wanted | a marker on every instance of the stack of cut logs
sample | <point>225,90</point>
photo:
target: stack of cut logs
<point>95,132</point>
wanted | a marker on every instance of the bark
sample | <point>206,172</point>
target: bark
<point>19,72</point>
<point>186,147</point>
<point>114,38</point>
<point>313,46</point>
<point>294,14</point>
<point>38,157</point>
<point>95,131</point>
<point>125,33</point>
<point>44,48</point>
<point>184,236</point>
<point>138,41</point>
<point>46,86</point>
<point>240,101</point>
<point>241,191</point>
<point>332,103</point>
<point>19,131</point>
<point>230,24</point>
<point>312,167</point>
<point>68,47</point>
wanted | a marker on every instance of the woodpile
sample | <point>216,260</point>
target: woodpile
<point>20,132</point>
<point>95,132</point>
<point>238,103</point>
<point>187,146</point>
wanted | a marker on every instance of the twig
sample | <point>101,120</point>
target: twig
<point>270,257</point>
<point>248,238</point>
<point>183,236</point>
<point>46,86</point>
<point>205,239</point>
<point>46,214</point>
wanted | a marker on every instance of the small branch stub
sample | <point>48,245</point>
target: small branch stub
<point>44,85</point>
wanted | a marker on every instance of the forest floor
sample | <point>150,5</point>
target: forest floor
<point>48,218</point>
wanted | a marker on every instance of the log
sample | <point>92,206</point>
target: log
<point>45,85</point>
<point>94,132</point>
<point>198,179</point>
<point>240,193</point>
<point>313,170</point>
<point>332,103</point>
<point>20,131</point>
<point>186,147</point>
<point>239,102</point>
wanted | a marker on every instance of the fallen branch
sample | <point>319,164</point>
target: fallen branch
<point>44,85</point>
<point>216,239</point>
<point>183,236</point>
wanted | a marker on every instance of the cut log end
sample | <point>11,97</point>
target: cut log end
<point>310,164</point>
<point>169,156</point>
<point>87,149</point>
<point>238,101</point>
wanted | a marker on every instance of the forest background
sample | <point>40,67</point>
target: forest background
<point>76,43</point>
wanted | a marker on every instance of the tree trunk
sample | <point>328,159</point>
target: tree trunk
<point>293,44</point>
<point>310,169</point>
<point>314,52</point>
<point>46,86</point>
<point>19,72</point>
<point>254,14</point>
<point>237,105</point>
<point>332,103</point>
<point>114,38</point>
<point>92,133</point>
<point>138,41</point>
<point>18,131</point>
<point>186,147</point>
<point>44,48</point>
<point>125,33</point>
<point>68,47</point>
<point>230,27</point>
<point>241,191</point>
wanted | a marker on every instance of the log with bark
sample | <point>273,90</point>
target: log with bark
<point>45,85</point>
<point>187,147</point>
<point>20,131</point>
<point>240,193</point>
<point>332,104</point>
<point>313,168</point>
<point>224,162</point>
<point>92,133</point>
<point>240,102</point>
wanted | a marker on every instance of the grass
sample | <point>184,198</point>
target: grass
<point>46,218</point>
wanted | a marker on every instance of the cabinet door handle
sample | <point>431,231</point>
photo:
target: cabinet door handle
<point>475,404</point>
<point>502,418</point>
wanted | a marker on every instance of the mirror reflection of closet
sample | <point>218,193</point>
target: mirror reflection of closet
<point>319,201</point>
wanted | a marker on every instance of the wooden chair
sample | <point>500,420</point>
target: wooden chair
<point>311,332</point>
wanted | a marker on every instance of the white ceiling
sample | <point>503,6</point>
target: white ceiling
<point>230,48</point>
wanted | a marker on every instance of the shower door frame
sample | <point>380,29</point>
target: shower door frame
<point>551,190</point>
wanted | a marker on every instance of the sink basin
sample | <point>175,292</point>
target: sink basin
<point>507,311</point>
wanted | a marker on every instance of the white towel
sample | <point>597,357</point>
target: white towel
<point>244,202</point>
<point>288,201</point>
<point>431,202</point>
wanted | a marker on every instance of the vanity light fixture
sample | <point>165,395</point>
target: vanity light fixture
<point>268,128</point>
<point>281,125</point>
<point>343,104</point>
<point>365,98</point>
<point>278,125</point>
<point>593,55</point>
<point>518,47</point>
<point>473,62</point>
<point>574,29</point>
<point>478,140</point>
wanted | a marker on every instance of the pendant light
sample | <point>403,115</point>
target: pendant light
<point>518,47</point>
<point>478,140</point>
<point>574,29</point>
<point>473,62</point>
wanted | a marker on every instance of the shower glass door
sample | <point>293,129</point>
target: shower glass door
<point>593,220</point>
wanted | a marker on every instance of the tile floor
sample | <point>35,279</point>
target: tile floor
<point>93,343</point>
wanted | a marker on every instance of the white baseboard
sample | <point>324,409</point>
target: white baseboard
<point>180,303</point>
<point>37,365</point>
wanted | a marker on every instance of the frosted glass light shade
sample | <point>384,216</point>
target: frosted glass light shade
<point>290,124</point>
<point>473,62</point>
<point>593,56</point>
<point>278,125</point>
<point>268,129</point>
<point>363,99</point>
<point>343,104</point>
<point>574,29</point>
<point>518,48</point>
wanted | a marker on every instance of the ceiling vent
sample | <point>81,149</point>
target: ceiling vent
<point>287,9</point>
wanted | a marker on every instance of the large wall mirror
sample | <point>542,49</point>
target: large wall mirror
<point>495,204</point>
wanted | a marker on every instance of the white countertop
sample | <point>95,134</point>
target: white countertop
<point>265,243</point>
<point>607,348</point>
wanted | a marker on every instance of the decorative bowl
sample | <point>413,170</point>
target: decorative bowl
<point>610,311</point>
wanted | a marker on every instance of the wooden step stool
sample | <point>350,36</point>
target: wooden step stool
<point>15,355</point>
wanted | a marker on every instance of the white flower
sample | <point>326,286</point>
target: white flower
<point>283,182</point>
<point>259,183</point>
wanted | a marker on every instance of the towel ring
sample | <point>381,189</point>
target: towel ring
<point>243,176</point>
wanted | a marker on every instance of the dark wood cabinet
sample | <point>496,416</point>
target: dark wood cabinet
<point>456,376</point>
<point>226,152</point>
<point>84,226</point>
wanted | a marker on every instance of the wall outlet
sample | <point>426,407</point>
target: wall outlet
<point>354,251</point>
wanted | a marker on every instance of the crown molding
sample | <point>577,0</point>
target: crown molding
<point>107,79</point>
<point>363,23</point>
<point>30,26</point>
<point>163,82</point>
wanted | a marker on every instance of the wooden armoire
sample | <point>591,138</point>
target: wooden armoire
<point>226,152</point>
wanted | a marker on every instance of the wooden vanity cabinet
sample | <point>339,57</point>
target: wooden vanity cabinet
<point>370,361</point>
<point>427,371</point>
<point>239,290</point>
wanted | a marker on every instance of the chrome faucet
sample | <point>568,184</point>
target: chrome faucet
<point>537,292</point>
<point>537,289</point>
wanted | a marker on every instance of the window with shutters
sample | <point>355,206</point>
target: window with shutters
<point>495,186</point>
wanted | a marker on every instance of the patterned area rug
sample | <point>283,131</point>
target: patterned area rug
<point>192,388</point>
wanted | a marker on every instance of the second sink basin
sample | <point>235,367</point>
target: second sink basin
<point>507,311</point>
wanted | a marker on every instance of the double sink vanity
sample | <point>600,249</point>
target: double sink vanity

**YOUR INSTRUCTIONS**
Exactly as shown, repeat every record.

**EXPECTED OUTPUT**
wanted | a marker on every instance of the stack of cut logs
sample | <point>225,90</point>
photo:
target: stack of cut logs
<point>95,132</point>
wanted | a marker on every instance of the bark
sample | <point>206,172</point>
target: bark
<point>19,72</point>
<point>186,147</point>
<point>114,38</point>
<point>313,46</point>
<point>294,14</point>
<point>38,157</point>
<point>95,131</point>
<point>125,33</point>
<point>44,48</point>
<point>184,236</point>
<point>138,41</point>
<point>46,86</point>
<point>240,101</point>
<point>241,191</point>
<point>332,103</point>
<point>19,131</point>
<point>230,24</point>
<point>312,167</point>
<point>68,47</point>
wanted | a marker on every instance of the woodpile
sample | <point>216,260</point>
target: woodpile
<point>20,132</point>
<point>95,132</point>
<point>238,103</point>
<point>187,146</point>
wanted | a marker on every instance of the twig
sample | <point>101,120</point>
target: twig
<point>270,257</point>
<point>248,238</point>
<point>183,236</point>
<point>46,86</point>
<point>205,239</point>
<point>46,214</point>
wanted | a marker on every instance of the small branch stub
sample | <point>48,245</point>
target: small branch stub
<point>44,85</point>
wanted | a marker on every instance of the forest floor
sample | <point>150,5</point>
target: forest floor
<point>48,218</point>
wanted | a marker on every instance of the log
sample | <point>92,206</point>
target: log
<point>45,85</point>
<point>94,132</point>
<point>198,179</point>
<point>240,193</point>
<point>313,170</point>
<point>332,103</point>
<point>20,131</point>
<point>186,147</point>
<point>239,102</point>
wanted | a marker on every instance of the fallen branch
sample | <point>319,164</point>
target: fallen branch
<point>44,85</point>
<point>216,239</point>
<point>183,236</point>
wanted | a marker on every instance of the cut log end
sample | <point>11,97</point>
target: cut log end
<point>310,164</point>
<point>169,156</point>
<point>87,149</point>
<point>238,101</point>
wanted | a marker on every instance of the forest background
sample | <point>40,67</point>
target: forest background
<point>76,43</point>
wanted | a marker on every instance of the tree trunk
sample | <point>328,159</point>
target: tree trunk
<point>293,44</point>
<point>310,169</point>
<point>314,52</point>
<point>46,86</point>
<point>19,72</point>
<point>254,14</point>
<point>237,105</point>
<point>332,103</point>
<point>114,38</point>
<point>92,133</point>
<point>138,41</point>
<point>18,131</point>
<point>186,147</point>
<point>44,48</point>
<point>125,33</point>
<point>68,47</point>
<point>230,27</point>
<point>241,191</point>
wanted | a marker on every instance of the log with bark
sample | <point>273,90</point>
target: log with bark
<point>45,85</point>
<point>187,147</point>
<point>20,131</point>
<point>240,193</point>
<point>332,104</point>
<point>313,168</point>
<point>224,162</point>
<point>92,133</point>
<point>240,102</point>
wanted | a marker on every instance of the grass
sample | <point>184,198</point>
target: grass
<point>46,218</point>
wanted | a marker on every instance of the cabinet door handle
sample | <point>431,231</point>
photo:
target: cabinet door handle
<point>475,404</point>
<point>502,418</point>
wanted | a marker on every instance of the mirror reflection of closet
sample | <point>218,193</point>
target: mirror reflection of closet
<point>319,201</point>
wanted | a marker on every instance of the wooden chair
sample | <point>500,420</point>
target: wooden chair
<point>311,332</point>
wanted | a marker on every instance of the white ceiling
sample | <point>503,6</point>
target: white ceiling
<point>230,48</point>
wanted | a marker on every instance of the shower door frame
sample | <point>380,29</point>
target: shower door frame
<point>551,190</point>
wanted | a marker on every instance of the sink basin
sample | <point>175,292</point>
target: sink basin
<point>507,311</point>
wanted | a marker on every instance of the white towel
sample | <point>597,357</point>
target: white towel
<point>244,202</point>
<point>288,201</point>
<point>431,202</point>
wanted | a marker on every instance of the vanity light fixture
sample | <point>165,395</point>
target: vanity light fixture
<point>268,128</point>
<point>281,125</point>
<point>343,104</point>
<point>365,98</point>
<point>278,125</point>
<point>593,55</point>
<point>518,47</point>
<point>473,62</point>
<point>574,29</point>
<point>478,140</point>
wanted | a marker on every instance of the pendant light
sample | <point>403,115</point>
target: pendant light
<point>518,47</point>
<point>478,140</point>
<point>574,29</point>
<point>473,62</point>
wanted | a marker on every instance of the shower glass door
sample | <point>293,129</point>
target: shower glass door
<point>593,220</point>
wanted | a marker on every instance of the tile floor
sample | <point>35,279</point>
target: tile floor
<point>93,343</point>
wanted | a marker on every instance of the white baseboard
sample | <point>324,409</point>
target: white baseboard
<point>180,303</point>
<point>37,365</point>
wanted | a marker on every instance of the frosted glass light shade
sample | <point>384,216</point>
target: frosted glass light shade
<point>290,124</point>
<point>473,62</point>
<point>593,56</point>
<point>278,125</point>
<point>268,129</point>
<point>363,99</point>
<point>343,104</point>
<point>574,29</point>
<point>518,48</point>
wanted | a marker on every instance of the ceiling vent
sample | <point>81,149</point>
target: ceiling vent
<point>287,9</point>
wanted | a marker on every instance of the large wall mirror
sample | <point>542,49</point>
target: large wall mirror
<point>495,204</point>
wanted | a marker on every instance of the white countertop
sample | <point>95,134</point>
target: white countertop
<point>265,243</point>
<point>607,348</point>
wanted | a marker on every instance of the decorative bowl
sample | <point>413,170</point>
target: decorative bowl
<point>610,311</point>
wanted | a marker on every instance of the wooden step stool
sample | <point>350,36</point>
target: wooden step stool
<point>15,355</point>
wanted | a marker on every instance of the white flower
sample | <point>326,286</point>
target: white flower
<point>283,182</point>
<point>259,183</point>
wanted | a marker on every instance of the towel ring
sample | <point>381,189</point>
target: towel ring
<point>243,176</point>
wanted | a marker on every instance of the dark wood cabinet
sample | <point>496,416</point>
target: dark wood cabinet
<point>456,376</point>
<point>226,152</point>
<point>84,226</point>
wanted | a marker on every instance of the wall outlet
sample | <point>426,407</point>
target: wall outlet
<point>354,251</point>
wanted | a marker on every instance of the crown molding
sample | <point>577,0</point>
target: crown molding
<point>107,79</point>
<point>363,23</point>
<point>30,26</point>
<point>163,82</point>
wanted | a marker on every instance of the wooden armoire
sample | <point>591,138</point>
target: wooden armoire
<point>226,152</point>
wanted | a marker on every instance of the wooden vanity cabinet
sample | <point>339,57</point>
target: wooden vanity cabinet
<point>370,361</point>
<point>427,371</point>
<point>239,290</point>
wanted | a marker on every instance of the chrome faucet
sample | <point>568,184</point>
target: chrome faucet
<point>537,292</point>
<point>537,289</point>
wanted | a marker on every instance of the window with shutters
sample | <point>355,206</point>
target: window with shutters
<point>495,186</point>
wanted | a marker on every instance of the patterned area rug
sample | <point>283,131</point>
target: patterned area rug
<point>192,388</point>
wanted | a marker on every instance of the second sink basin
sample | <point>235,367</point>
target: second sink basin
<point>507,311</point>
wanted | a marker on every instance of the double sink vanity
sample | <point>600,249</point>
target: double sink vanity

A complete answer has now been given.